## EXTRACTED TEXT
╔══

1. **Inspect the dataframe before assuming column names.** Real-world activity tables vary; auto-detect the SMILES, activity, and ID columns from `df.head()` rather than hard-coding names. This avoids silent failures on user data.
2. **Add explicit hydrogens before MCS.** `Chem.AddHs` lets MCS reason correctly about heavy-atom valence and ring closures; without it, otherwise-identical scaffolds can be missed.
3. **Prune constant R-positions.** Any R-position whose fragment is identical across every analogue contributes no SAR information; remove that column from the table and remove the constant attachment point from the core depiction so the variable positions stand out.
4. **Always align fragments to the parent molecule, not the other way around.** Copy coordinates *from the parent* onto each fragment via the matched atom map. Drawing the parent canonically and then re-drawing fragments from scratch loses comparability between rows.
5. **Use a log-scale activity heatmap.** Potency typically spans 2–4 orders of magnitude; a linear color scale collapses the interesting low-IC50 region. Map green to low IC50 (high potency) and red to high IC50 (low potency).
6. **Justify every SAR claim with a pairwise contrast at the same R-position.** Statements like "small electron-withdrawing groups improve activity at R1" must be backed by a direct comparison such as "compound 7 (R1=F, IC50=0.5 µM) vs compound 1 (R1=Me, IC50=5.2 µM)". Unsupported generalizations are not acceptable evidence.
7. **Test 3-4 analogues per design hypothesis.** A single substitution change can be confounded by experimental noise; multiple analogues at the same position give a defensible trend.
8. **Render with `DrawMoleculeACS1996`.** ACS1996 styling produces consistent bond lengths, atom labels, and font choices that match medicinal-chemistry publication norms; avoid mixing styles within a single report.

## Common Pitfalls

- **Pitfall: Hard-coding column names like `"SMILES"` or `"IC50"`.** Different vendors and ELNs export different headers; the script breaks on the first user that uses `Smiles` or `Standard Value`.

╚══

## EXCERPTED RECORDS
╔══

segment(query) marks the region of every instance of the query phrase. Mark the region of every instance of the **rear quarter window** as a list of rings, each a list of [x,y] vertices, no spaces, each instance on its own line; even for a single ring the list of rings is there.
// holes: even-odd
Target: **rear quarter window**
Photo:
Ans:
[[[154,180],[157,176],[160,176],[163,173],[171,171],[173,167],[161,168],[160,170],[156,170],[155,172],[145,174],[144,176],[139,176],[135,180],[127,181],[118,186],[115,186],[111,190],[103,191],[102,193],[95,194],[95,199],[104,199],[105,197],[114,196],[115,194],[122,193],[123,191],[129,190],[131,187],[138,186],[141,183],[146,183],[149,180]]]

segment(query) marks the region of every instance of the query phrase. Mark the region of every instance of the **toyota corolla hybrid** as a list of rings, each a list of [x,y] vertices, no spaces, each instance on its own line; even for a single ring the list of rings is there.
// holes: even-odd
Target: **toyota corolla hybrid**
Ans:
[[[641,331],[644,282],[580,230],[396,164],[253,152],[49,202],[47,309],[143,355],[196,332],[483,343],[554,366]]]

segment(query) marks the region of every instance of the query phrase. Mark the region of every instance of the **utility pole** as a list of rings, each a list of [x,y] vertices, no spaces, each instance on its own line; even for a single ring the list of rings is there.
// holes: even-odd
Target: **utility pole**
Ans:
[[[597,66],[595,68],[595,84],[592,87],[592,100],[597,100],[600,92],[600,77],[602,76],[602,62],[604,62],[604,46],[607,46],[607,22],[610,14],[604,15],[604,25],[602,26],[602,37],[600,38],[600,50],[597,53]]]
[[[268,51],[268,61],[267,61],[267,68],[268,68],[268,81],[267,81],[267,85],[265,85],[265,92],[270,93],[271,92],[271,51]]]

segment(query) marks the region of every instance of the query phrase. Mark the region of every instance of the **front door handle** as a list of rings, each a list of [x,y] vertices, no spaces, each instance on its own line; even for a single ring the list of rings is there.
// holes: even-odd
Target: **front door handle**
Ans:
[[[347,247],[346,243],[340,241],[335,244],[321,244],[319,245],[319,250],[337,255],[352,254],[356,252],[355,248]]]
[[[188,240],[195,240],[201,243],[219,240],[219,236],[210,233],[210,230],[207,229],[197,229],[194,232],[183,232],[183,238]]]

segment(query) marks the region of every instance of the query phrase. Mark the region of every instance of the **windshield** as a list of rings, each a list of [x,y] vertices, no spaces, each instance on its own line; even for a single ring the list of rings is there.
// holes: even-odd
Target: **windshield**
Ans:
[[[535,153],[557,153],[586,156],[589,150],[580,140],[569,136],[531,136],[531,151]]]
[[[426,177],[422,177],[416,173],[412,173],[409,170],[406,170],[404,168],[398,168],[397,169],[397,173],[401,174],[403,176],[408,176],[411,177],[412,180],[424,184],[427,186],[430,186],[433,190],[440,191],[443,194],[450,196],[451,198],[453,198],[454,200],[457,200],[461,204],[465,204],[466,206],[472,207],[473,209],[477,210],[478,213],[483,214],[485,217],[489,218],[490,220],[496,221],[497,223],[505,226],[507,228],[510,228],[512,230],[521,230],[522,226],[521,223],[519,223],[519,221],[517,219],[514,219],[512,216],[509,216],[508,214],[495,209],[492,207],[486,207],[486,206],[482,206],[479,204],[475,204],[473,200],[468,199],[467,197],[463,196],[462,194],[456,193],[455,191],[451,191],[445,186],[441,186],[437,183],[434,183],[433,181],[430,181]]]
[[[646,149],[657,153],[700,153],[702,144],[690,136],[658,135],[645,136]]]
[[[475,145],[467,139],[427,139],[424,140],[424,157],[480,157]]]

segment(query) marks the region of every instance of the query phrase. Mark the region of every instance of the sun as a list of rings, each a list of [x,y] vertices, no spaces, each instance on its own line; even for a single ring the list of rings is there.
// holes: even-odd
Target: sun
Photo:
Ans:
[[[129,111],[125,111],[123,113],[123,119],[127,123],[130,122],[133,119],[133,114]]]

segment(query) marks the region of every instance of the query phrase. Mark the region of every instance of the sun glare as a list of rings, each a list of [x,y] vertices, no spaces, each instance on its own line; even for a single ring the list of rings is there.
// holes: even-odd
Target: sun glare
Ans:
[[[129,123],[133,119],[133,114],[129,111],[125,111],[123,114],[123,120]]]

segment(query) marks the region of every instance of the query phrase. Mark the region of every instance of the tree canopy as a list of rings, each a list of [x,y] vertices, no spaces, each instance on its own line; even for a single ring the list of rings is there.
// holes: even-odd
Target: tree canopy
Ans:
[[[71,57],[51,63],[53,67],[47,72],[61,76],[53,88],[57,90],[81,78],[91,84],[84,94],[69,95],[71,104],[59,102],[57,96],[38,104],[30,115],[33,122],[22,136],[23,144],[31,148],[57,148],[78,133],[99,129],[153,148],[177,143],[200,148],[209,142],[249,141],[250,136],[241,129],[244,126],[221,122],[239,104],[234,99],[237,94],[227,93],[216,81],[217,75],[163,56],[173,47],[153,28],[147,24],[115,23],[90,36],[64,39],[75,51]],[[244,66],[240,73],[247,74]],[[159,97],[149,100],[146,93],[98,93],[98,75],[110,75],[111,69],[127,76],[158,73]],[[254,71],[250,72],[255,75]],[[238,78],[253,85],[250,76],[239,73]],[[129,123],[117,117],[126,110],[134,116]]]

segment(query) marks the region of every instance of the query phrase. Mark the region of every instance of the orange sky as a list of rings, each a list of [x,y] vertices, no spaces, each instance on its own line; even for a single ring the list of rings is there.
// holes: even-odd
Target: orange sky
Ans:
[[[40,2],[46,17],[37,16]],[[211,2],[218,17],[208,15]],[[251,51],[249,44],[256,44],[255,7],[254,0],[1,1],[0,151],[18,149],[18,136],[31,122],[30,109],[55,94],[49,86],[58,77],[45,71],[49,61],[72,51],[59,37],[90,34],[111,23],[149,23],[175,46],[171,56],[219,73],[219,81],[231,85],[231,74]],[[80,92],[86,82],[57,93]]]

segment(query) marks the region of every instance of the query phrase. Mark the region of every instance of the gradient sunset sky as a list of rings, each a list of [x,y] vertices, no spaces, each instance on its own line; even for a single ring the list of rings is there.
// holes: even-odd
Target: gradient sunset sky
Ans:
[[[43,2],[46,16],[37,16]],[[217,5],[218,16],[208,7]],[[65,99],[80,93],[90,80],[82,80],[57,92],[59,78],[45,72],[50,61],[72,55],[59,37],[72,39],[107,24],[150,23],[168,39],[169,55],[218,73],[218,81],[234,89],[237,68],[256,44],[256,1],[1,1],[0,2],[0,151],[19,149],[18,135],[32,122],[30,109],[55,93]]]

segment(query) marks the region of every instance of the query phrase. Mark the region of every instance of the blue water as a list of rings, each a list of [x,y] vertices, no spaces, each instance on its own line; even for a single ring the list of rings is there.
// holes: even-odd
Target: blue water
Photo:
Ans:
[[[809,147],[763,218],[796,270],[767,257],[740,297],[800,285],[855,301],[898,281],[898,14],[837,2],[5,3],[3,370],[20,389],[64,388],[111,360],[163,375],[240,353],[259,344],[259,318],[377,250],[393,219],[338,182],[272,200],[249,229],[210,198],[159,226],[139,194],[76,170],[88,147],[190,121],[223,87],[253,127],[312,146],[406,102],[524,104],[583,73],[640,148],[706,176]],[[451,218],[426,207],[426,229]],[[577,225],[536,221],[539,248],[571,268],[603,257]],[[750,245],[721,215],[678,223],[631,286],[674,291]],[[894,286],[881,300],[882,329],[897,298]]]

╚══

## WHAT TO DO
Output the full text on building SAR tables, word for word. The items are drawn from a separate source.

## WORKED SOLUTION
1. **Inspect the dataframe before assuming column names.** Real-world activity tables vary; auto-detect the SMILES, activity, and ID columns from `df.head()` rather than hard-coding names. This avoids silent failures on user data.
2. **Add explicit hydrogens before MCS.** `Chem.AddHs` lets MCS reason correctly about heavy-atom valence and ring closures; without it, otherwise-identical scaffolds can be missed.
3. **Prune constant R-positions.** Any R-position whose fragment is identical across every analogue contributes no SAR information; remove that column from the table and remove the constant attachment point from the core depiction so the variable positions stand out.
4. **Always align fragments to the parent molecule, not the other way around.** Copy coordinates *from the parent* onto each fragment via the matched atom map. Drawing the parent canonically and then re-drawing fragments from scratch loses comparability between rows.
5. **Use a log-scale activity heatmap.** Potency typically spans 2–4 orders of magnitude; a linear color scale collapses the interesting low-IC50 region. Map green to low IC50 (high potency) and red to high IC50 (low potency).
6. **Justify every SAR claim with a pairwise contrast at the same R-position.** Statements like "small electron-withdrawing groups improve activity at R1" must be backed by a direct comparison such as "compound 7 (R1=F, IC50=0.5 µM) vs compound 1 (R1=Me, IC50=5.2 µM)". Unsupported generalizations are not acceptable evidence.
7. **Test 3-4 analogues per design hypothesis.** A single substitution change can be confounded by experimental noise; multiple analogues at the same position give a defensible trend.
8. **Render with `DrawMoleculeACS1996`.** ACS1996 styling produces consistent bond lengths, atom labels, and font choices that match medicinal-chemistry publication norms; avoid mixing styles within a single report.

## Common Pitfalls

- **Pitfall: Hard-coding column names like `"SMILES"` or `"IC50"`.** Different vendors and ELNs export different headers; the script breaks on the first user that uses `Smiles` or `Standard Value`.